Work to be completed>
Reproduce only the lines from the one containing "For each instance of the fingernail, drop" through the end of the data, exactly as they stand.

Data for the task>
※ ※ ※

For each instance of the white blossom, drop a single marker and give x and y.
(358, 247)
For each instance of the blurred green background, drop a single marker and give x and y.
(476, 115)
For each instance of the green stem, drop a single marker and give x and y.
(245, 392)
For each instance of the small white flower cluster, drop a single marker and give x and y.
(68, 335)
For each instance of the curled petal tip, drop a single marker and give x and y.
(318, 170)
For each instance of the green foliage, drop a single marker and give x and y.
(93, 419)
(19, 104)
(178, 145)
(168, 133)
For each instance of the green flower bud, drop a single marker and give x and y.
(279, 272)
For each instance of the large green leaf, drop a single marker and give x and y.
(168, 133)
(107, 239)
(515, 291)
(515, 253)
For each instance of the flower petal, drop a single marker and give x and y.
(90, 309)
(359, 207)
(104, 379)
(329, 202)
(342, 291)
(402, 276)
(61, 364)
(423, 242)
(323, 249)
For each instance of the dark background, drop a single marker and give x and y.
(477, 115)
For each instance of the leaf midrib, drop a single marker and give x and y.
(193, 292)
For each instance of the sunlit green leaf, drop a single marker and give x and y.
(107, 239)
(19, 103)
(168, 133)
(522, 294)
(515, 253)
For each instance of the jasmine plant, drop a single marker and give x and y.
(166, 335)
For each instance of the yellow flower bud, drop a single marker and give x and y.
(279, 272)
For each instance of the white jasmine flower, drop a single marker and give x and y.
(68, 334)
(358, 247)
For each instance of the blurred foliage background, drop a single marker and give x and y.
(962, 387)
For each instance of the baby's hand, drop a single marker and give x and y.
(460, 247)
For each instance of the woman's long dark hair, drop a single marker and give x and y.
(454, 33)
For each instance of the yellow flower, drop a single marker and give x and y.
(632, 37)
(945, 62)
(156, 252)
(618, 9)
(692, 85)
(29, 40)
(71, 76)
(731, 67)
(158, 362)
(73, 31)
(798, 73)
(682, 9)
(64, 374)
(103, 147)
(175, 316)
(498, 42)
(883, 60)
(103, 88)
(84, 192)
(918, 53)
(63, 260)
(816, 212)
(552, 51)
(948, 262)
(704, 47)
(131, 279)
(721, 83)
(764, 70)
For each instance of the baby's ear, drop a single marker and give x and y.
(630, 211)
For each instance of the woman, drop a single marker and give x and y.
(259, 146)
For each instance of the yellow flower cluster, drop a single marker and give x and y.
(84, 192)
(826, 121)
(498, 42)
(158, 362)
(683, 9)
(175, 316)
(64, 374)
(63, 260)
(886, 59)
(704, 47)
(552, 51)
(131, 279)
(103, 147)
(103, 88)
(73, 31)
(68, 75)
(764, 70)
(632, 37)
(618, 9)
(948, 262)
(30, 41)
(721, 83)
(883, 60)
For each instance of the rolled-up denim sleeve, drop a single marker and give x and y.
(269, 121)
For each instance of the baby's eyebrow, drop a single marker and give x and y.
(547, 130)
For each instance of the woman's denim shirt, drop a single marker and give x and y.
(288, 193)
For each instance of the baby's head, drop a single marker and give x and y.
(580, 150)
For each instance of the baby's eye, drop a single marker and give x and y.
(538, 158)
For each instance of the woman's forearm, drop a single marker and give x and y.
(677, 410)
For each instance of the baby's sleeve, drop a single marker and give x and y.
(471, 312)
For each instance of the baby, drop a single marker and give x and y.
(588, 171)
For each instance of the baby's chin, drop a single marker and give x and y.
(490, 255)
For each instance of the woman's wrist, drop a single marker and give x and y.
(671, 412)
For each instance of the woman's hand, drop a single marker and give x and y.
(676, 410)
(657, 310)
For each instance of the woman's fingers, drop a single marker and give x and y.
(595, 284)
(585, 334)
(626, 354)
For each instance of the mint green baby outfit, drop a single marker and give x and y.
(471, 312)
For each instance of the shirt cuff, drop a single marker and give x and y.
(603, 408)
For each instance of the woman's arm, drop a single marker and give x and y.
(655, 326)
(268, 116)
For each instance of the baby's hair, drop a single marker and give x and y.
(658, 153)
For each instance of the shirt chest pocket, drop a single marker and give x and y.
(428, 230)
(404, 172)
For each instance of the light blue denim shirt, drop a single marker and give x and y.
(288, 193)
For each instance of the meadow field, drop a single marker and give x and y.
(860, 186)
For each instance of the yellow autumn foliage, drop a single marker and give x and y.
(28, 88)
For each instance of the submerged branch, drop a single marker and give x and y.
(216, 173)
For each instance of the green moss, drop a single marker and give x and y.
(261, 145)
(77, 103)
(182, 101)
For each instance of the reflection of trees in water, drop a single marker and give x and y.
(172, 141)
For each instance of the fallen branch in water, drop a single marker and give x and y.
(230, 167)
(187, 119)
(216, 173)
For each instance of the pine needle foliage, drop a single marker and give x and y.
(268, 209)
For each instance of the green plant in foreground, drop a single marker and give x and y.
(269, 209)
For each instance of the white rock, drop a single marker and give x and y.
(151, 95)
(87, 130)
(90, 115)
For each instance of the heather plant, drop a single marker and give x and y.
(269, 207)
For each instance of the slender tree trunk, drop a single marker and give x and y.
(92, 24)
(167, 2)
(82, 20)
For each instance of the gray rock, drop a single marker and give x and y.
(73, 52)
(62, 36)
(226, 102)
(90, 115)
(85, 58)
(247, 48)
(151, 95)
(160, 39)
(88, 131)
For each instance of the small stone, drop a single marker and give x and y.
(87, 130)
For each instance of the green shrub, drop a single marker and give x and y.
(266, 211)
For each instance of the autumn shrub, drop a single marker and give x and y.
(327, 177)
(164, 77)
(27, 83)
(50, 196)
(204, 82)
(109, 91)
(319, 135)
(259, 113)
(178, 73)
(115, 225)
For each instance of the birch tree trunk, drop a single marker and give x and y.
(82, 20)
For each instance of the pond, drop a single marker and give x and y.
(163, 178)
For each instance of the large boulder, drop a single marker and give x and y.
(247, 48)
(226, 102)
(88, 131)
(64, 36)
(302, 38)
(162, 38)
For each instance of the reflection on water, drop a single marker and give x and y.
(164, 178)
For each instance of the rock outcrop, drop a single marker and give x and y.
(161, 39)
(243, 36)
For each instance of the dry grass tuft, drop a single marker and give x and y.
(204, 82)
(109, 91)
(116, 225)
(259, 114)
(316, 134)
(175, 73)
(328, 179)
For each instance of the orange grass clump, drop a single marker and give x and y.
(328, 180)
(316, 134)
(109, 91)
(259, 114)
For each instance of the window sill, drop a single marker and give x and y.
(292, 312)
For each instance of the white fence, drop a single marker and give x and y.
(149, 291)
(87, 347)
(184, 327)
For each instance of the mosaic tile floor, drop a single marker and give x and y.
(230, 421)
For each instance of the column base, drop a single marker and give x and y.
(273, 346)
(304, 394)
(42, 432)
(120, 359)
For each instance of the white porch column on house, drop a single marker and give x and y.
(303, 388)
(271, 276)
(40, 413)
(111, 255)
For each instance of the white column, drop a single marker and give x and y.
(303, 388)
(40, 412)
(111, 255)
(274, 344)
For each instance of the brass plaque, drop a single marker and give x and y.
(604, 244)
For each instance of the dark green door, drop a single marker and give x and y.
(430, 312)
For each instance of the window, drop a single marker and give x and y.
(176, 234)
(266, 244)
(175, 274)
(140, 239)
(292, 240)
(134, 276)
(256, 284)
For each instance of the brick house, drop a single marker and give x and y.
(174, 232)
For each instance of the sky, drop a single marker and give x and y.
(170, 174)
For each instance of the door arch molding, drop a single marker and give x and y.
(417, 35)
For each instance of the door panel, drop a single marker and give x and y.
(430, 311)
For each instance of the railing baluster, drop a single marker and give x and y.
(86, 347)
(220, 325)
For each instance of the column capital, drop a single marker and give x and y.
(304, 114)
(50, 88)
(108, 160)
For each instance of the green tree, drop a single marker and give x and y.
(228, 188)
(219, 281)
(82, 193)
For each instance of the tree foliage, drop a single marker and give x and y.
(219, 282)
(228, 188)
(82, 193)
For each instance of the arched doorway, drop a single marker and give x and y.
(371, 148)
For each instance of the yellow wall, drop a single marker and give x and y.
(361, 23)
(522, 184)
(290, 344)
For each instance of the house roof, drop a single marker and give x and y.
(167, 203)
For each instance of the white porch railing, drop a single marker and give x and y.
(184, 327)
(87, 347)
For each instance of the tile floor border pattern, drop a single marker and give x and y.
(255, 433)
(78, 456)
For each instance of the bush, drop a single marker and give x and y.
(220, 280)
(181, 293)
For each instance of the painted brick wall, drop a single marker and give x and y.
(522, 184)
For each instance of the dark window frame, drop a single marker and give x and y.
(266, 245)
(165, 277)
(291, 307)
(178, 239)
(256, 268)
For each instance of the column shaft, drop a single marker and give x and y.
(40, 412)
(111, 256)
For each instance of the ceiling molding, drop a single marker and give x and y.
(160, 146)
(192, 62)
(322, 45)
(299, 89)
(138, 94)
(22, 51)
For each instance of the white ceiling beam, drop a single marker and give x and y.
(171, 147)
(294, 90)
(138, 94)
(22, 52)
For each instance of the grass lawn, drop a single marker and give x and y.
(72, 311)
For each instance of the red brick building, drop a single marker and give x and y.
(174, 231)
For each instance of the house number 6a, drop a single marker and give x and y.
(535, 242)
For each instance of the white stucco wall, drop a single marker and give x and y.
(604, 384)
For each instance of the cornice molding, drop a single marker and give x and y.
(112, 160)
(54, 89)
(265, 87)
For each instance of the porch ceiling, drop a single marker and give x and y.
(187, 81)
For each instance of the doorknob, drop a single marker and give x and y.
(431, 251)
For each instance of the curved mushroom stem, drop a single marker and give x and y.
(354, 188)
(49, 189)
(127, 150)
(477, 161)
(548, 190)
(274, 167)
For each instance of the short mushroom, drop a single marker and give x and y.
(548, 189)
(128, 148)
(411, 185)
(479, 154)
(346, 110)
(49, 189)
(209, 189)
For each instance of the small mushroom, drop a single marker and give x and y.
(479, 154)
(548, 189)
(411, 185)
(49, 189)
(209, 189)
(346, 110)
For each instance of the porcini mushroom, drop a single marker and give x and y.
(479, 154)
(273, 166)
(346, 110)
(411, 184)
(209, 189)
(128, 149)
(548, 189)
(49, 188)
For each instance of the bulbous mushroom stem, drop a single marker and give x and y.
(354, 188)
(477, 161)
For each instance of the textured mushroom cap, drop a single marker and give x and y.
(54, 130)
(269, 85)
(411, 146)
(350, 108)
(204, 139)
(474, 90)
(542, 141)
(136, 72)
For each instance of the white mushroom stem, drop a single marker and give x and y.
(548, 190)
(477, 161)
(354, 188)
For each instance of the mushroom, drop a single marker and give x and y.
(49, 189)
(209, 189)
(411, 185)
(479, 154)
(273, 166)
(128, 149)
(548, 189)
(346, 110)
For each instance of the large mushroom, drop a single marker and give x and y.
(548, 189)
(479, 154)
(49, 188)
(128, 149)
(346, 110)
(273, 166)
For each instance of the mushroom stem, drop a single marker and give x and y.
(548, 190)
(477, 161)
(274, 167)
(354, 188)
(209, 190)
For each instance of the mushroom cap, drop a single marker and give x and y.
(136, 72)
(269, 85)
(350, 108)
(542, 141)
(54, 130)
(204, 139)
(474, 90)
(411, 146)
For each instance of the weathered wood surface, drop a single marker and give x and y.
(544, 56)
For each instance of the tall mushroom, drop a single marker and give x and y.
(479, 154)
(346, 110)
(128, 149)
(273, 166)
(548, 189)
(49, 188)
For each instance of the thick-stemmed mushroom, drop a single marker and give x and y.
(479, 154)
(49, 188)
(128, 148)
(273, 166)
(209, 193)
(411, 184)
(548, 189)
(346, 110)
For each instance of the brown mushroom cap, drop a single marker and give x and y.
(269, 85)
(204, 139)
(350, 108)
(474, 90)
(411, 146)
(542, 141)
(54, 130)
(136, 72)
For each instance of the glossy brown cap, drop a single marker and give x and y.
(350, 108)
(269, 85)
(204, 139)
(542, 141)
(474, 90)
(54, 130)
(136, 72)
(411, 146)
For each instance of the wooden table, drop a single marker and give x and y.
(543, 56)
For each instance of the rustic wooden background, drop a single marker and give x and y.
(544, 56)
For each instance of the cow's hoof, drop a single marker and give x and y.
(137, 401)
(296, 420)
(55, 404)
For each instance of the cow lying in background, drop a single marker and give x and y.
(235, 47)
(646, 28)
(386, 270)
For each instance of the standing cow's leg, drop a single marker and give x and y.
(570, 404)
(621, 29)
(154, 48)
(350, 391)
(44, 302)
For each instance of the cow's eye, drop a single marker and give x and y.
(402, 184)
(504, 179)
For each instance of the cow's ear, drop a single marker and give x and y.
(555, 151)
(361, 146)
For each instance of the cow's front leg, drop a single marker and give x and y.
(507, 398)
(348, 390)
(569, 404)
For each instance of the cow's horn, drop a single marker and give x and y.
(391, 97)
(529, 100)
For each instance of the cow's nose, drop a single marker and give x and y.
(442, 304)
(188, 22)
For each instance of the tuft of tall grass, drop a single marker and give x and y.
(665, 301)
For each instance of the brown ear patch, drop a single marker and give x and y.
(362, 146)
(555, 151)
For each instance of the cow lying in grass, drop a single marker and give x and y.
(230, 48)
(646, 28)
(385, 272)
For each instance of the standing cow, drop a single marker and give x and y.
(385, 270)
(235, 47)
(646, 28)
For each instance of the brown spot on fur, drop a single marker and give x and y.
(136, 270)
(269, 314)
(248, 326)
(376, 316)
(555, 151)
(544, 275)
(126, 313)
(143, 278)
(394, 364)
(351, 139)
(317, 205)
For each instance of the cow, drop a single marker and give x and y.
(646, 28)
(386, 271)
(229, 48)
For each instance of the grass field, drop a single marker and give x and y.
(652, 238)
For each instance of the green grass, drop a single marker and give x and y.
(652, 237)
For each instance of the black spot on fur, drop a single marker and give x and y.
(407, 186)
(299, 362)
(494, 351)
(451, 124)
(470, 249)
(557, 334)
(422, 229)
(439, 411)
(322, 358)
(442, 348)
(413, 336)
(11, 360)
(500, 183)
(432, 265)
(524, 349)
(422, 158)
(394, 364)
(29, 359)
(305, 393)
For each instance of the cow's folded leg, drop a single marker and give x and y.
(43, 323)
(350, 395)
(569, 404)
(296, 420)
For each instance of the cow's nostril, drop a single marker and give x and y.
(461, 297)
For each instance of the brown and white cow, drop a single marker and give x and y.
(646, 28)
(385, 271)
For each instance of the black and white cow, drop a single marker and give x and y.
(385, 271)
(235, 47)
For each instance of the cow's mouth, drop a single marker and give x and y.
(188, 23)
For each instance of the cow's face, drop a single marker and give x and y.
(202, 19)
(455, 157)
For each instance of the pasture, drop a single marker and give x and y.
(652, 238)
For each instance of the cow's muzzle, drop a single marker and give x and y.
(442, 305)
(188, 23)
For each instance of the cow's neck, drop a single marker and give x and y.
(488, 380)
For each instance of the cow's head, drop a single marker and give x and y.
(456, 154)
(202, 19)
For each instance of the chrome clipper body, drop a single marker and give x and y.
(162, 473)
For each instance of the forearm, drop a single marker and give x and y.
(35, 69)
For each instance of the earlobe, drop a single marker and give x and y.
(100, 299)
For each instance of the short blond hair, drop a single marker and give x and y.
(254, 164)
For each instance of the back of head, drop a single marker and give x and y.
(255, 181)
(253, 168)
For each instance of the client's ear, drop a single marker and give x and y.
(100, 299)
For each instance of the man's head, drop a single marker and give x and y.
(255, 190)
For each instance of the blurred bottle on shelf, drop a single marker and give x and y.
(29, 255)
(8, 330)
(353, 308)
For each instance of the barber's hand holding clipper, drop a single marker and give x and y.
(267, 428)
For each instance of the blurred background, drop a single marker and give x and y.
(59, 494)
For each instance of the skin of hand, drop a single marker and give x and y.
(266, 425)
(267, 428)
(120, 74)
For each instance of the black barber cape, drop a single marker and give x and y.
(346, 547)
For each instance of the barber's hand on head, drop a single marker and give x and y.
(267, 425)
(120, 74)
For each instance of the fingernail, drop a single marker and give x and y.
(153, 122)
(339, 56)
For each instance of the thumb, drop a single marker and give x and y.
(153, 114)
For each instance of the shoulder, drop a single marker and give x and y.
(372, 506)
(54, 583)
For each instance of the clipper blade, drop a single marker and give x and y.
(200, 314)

※ ※ ※

Solution>
For each instance of the fingernail, drop a single marker and give x and y.
(153, 122)
(339, 56)
For each instance of the thumb, drop a single marker and give x and y.
(153, 114)
For each instance of the shoulder, drop a single marker and give x and y.
(372, 506)
(54, 583)
For each instance of the clipper blade, drop a single marker and give x and y.
(200, 314)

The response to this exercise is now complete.